* Material provided
########################################

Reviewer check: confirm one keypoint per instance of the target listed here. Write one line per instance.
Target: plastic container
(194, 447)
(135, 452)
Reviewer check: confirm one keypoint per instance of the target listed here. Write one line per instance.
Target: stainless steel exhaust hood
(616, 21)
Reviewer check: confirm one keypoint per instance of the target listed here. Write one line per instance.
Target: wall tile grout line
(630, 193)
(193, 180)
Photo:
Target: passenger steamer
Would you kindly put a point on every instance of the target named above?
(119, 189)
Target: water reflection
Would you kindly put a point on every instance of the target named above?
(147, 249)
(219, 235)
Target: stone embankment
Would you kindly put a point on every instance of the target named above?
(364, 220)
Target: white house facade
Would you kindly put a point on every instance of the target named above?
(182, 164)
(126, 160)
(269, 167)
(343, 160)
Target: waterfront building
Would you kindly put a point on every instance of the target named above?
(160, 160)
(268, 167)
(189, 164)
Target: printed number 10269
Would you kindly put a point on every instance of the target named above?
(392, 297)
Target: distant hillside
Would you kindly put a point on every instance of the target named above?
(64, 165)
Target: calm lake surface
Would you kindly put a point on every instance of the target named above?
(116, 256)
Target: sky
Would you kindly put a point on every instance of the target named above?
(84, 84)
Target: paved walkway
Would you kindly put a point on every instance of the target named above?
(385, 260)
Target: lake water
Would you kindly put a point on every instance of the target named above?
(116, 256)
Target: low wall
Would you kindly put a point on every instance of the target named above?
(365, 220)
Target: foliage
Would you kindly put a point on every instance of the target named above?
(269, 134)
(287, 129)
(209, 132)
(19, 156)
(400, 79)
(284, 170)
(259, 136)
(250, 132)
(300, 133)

########################################

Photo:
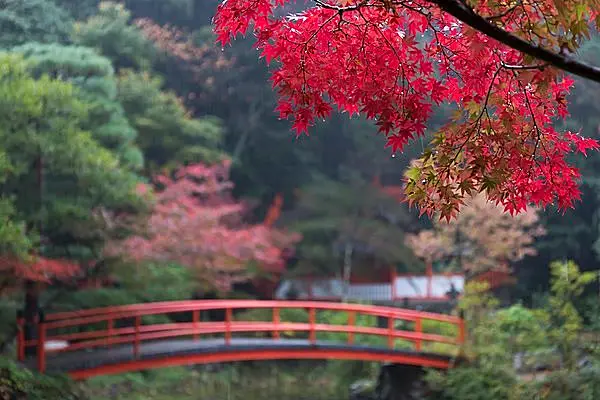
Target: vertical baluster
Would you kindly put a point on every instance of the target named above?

########################################

* Task goal
Please copy every line of the data that carries the string "lake".

* Exercise solution
Target: calm lake surface
Target: lake water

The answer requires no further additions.